- TESTO DA LEGGERE
Se la vita è fatta di conversazioni, dobbiamo imparare a vivere.
Fenomenologia delle ondate emotive nel web, qualche lettura e un video per compensare un po’ le emissioni negative.
Quando assisto al sollevarsi di onde emotive nel web e al loro infrangersi con relativo spargimento di morte e distruzione, ne resto sempre ammutolita e onestamente spaventata. Ammetto che non devo fare sforzo alcuno per stare in disparte ed evitare di intervenire, perché mi si annulla qualsiasi capacità e desiderio di partecipazione. Le vittime della strage a cui assisto impotente sono sempre, invariabilmente, le nostre intelligenze.
La fenomenologia del contagio che si ripete sempre uguale è la seguente:
Il fatto.
Si diffonde una notizia “forte”, in breve sotto gli occhi di tutti. Non c’è il tempo di approfondirla con esperti, di attendere e selezionare le fonti più credibili, quindi ci si fa un’idea veloce e superficiale di quello che è successo e dei perchè.
L’opinione.
A questo punto si guarda in giro se l’idea che gli altri si sono fatti, a loro volta a naso e a istinto, è simile alla nostra. Si sente “l’obbligo morale” di confrontarsi, confermando o confutando non per capire meglio i suddetti fatti con i loro perché, ma per trarne immediatamente affermazioni generali di grandi principi, e lezioni indiscutibili su grandi verità . Questo è appunto quello che più danneggia l’intelligenza e la cultura: confrontarsi non per capire, ma per giudicare.
Lo schieramento.
Anche gli osservatori fino a quel momento più o meno silenziosi vengono catturati nel gorgo e devono, assolutamente, dire la loro. Quando una massa di commentatori si sarà gettata in questo modo sul banchetto delle opinioni facendone scempio, si saranno delineati gli schieramenti e si è pronti per il livello successivo: dal commento sul fatto, al commento sui commentatori del fatto.
Chiusura ed epurazione.
Lo schieramento ostile conduce infine alla chiusura e al bisogno di rassicurazione: nel mio giro di conoscenze, automaticamente avrò catalogato chi ha detto cose in sintonia con il mio sentire e chi ha detto secondo me bestialità. Nel giro di 48 ore cominceranno addirittura le dichiarazioni di epurazione, cioè vedremo persone che si dichiarano così sdegnate per alcune manifestazioni, da sentirsi costrette ad eliminare dai loro contatti gli autori delle suddette.
Sulla stupidità del voler dare la colpa di tutto questo al Web in quanto tale (il web in sè non è niente, il web siamo noi) non mi soffermo.
Mi soffermo invece su due articoli che mi hanno fatto riflettere abbastanza, oltre che sulle dinamiche, sulla bassezza di alcune esternazioni.

- CONSEGNA
Riporta il brano del testo sulle ondate emotive nel web, tutto da "Chiusura ed epurazione." giù fino a "di alcune esternazioni.", sostituendo "bisogno di rassicurazione" con "bisogno di conferme".

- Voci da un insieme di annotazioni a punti

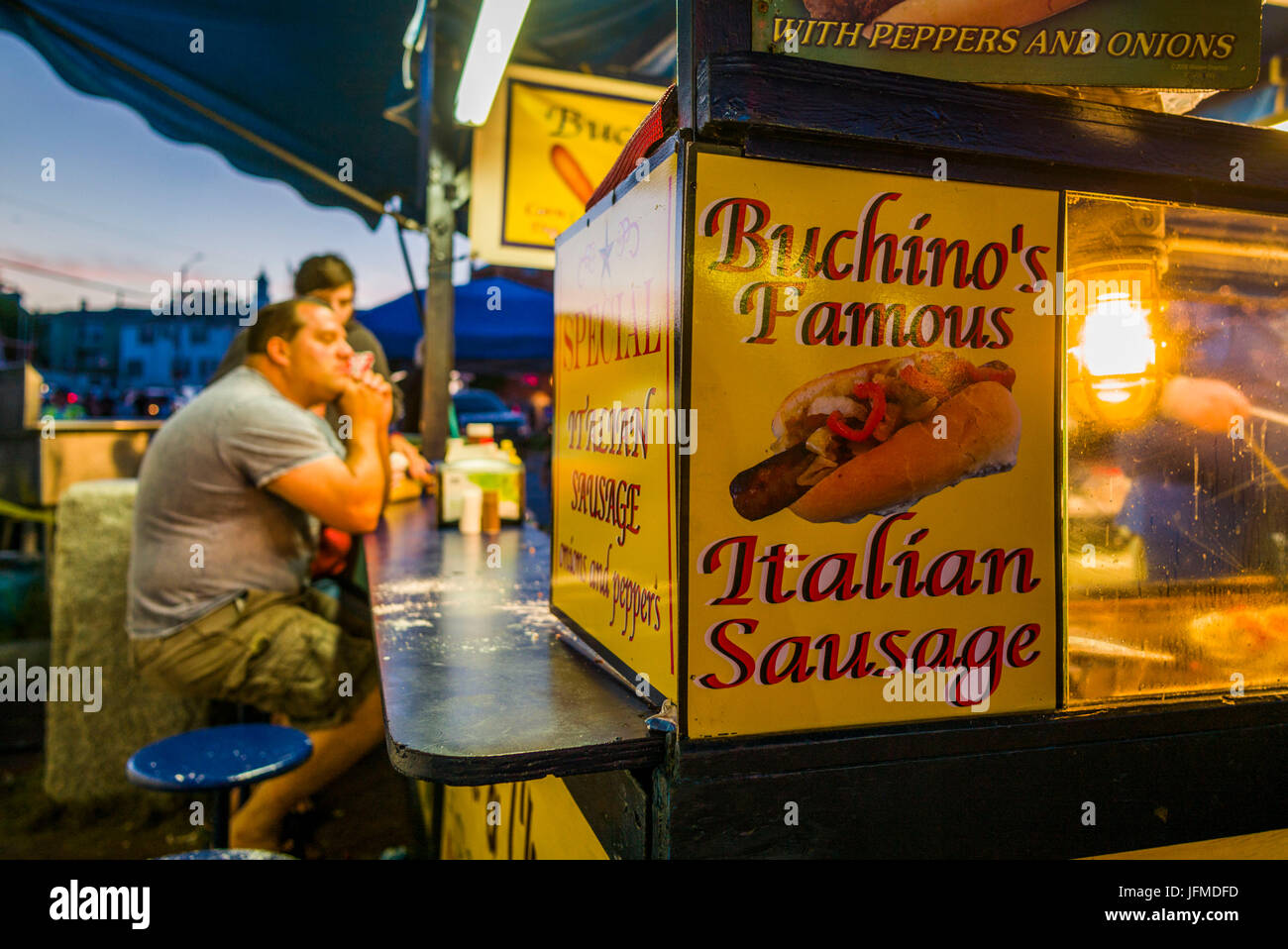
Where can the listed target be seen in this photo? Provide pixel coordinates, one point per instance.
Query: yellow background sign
(764, 323)
(614, 473)
(549, 142)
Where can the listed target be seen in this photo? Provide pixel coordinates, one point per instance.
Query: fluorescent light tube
(490, 47)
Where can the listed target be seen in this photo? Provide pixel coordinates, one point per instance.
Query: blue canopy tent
(496, 318)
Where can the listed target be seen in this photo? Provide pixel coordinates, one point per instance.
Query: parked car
(483, 406)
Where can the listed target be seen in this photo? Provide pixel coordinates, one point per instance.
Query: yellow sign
(617, 430)
(544, 151)
(524, 820)
(872, 532)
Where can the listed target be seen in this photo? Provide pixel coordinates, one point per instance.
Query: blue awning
(496, 318)
(291, 89)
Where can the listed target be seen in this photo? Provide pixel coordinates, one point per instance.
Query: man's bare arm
(346, 494)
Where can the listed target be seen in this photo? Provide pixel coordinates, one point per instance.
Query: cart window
(1177, 426)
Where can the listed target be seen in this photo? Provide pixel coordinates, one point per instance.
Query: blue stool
(219, 759)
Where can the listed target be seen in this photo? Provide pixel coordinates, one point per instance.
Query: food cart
(1008, 589)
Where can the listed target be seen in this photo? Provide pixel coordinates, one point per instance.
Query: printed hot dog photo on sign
(862, 441)
(874, 531)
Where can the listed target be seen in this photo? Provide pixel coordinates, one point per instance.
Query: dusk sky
(129, 206)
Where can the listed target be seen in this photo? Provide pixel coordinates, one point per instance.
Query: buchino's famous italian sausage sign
(617, 430)
(872, 531)
(1157, 44)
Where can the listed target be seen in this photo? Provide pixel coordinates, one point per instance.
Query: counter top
(478, 686)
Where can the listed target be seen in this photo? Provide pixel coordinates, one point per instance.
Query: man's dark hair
(277, 320)
(322, 271)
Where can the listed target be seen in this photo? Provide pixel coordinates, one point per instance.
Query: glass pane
(1177, 425)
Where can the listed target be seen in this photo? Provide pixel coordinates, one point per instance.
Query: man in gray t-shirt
(206, 529)
(231, 494)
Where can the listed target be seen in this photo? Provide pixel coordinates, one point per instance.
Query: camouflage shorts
(278, 652)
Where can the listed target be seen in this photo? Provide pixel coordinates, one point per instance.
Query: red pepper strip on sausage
(862, 390)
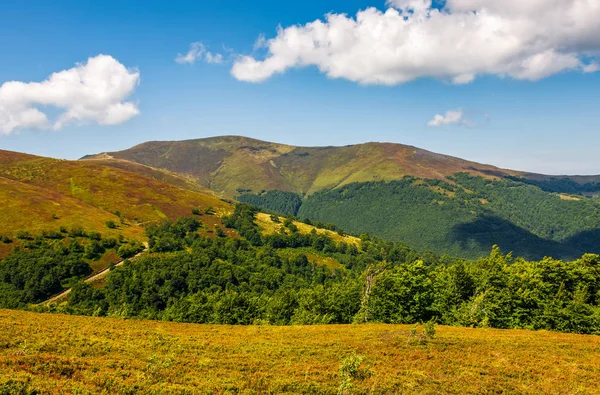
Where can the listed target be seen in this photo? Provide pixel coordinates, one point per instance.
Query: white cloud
(90, 92)
(198, 52)
(452, 117)
(522, 39)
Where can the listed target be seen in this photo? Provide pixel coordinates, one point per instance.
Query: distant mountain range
(402, 193)
(228, 164)
(428, 200)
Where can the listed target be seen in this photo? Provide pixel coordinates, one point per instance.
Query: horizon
(122, 76)
(83, 157)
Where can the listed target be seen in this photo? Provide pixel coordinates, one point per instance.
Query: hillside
(44, 194)
(231, 163)
(430, 201)
(49, 353)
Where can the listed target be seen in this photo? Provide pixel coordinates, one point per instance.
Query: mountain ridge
(231, 163)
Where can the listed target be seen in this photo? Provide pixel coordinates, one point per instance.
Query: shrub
(350, 369)
(24, 235)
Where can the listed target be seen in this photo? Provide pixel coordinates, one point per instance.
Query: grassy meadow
(51, 353)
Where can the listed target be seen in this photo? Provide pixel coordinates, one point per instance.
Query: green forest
(463, 216)
(187, 277)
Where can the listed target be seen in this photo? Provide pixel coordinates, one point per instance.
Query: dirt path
(98, 276)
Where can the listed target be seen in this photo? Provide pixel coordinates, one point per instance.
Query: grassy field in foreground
(68, 354)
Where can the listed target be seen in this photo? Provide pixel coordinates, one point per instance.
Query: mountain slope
(230, 163)
(357, 188)
(45, 194)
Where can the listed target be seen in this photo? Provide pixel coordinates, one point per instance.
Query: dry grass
(267, 227)
(45, 194)
(314, 258)
(68, 354)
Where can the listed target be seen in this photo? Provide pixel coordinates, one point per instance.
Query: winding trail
(98, 276)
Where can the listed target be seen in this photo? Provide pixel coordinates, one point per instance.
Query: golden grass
(315, 259)
(267, 227)
(68, 354)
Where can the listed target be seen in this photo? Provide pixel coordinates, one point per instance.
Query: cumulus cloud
(527, 40)
(92, 92)
(198, 52)
(452, 117)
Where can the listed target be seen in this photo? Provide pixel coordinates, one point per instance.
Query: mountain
(230, 164)
(428, 200)
(45, 195)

- SOLUZIONE
Chiusura ed epurazione.
Lo schieramento ostile conduce infine alla chiusura e al bisogno di conferme: nel mio giro di conoscenze, automaticamente avrò catalogato chi ha detto cose in sintonia con il mio sentire e chi ha detto secondo me bestialità. Nel giro di 48 ore cominceranno addirittura le dichiarazioni di epurazione, cioè vedremo persone che si dichiarano così sdegnate per alcune manifestazioni, da sentirsi costrette ad eliminare dai loro contatti gli autori delle suddette.
Sulla stupidità del voler dare la colpa di tutto questo al Web in quanto tale (il web in sè non è niente, il web siamo noi) non mi soffermo.
Mi soffermo invece su due articoli che mi hanno fatto riflettere abbastanza, oltre che sulle dinamiche, sulla bassezza di alcune esternazioni.